When you reach the line containing "Target: knee", begin copying exactly, and keep going through the last line of the records below, copying nothing before it.
=== RECORDS FOR THIS TASK ===
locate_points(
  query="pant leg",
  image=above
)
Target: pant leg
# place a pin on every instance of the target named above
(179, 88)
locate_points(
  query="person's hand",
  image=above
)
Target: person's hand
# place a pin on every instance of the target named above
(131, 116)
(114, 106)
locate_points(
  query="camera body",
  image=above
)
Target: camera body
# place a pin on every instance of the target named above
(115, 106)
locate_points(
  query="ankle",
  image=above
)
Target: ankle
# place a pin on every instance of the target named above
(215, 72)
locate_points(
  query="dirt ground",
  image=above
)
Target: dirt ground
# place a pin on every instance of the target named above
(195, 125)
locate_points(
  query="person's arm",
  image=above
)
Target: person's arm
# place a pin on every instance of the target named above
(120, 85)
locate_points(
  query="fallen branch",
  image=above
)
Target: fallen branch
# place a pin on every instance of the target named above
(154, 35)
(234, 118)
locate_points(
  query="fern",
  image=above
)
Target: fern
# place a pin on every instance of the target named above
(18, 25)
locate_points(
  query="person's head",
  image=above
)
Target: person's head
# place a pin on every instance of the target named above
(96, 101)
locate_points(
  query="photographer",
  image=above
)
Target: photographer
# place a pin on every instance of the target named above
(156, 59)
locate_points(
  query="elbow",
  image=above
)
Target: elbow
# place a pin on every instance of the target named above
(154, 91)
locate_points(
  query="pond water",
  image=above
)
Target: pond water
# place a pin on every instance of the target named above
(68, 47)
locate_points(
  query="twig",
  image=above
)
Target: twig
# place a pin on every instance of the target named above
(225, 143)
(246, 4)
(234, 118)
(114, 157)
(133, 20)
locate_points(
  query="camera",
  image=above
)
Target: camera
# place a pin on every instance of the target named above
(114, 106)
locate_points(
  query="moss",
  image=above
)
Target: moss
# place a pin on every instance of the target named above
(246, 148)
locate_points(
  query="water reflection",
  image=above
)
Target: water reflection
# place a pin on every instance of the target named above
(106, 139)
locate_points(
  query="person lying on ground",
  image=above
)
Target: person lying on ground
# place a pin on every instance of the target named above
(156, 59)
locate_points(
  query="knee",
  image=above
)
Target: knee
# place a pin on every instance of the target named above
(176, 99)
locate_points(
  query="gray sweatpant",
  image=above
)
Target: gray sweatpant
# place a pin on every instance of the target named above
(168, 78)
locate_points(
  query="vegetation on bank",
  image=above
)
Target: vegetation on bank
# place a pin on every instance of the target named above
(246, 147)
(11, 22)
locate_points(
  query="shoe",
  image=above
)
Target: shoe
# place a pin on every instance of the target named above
===
_ANSWER_:
Target: knee
# place a pin on every instance of the target named above
(176, 99)
locate_points(
  query="gray sweatpant",
  image=above
)
Target: gray sweatpant
# place a pin on every instance of the target named above
(168, 78)
locate_points(
  query="vegetation on bank",
  image=above
)
Target: vegetation on bank
# place a pin on every instance of the target named above
(246, 147)
(11, 22)
locate_points(
  query="shoe",
  image=above
)
Target: shoe
# place a pin on every instance of the target named above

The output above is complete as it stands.